_Task to carry out:_
Only the lines from the one containing "Target: man's ear" through the end of the entries should be repeated, exactly as they appear, first and last included.
BEGIN
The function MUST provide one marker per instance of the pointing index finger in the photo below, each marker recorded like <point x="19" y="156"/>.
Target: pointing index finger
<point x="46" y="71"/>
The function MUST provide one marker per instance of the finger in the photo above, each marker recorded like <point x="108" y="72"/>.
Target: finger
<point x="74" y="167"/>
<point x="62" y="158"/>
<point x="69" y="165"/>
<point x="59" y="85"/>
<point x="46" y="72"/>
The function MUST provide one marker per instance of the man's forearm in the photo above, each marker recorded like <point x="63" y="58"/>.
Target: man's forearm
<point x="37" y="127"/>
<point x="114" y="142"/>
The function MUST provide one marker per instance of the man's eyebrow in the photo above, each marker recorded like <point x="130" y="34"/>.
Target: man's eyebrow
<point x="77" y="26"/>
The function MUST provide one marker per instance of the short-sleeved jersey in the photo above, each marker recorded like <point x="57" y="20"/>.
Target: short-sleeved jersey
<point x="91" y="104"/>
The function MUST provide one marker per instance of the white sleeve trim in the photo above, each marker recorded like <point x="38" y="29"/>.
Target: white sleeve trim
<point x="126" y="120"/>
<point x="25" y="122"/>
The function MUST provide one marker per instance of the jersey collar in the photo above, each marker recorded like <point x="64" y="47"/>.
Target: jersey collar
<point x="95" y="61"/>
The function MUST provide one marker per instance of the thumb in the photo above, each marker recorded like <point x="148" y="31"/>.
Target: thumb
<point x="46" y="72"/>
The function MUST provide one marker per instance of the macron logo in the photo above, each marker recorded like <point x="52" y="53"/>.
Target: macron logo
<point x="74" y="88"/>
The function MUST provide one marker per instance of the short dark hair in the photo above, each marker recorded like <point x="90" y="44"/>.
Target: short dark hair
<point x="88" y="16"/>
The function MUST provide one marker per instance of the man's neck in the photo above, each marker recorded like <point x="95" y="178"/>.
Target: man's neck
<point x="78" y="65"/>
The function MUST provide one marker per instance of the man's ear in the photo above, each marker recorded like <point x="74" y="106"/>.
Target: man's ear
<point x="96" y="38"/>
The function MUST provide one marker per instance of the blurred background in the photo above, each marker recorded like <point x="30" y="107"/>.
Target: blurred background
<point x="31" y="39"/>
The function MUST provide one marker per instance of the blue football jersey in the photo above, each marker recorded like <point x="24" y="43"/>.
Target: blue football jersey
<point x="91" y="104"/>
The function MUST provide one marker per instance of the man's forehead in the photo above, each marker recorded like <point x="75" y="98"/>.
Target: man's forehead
END
_Result of the task:_
Target: man's ear
<point x="96" y="38"/>
The function MUST provide one marker per instance of the blurred background in the photo above, each marker recorded like <point x="30" y="107"/>.
Target: blurred background
<point x="31" y="39"/>
The function MUST provide one marker per instance of the blue football jersey in the photo above, each marker recorded like <point x="24" y="43"/>.
Target: blue football jersey
<point x="91" y="104"/>
The function MUST provide one marker per instance of the man's forehead in the photo above, each marker recorded like <point x="75" y="98"/>.
Target: man's forehead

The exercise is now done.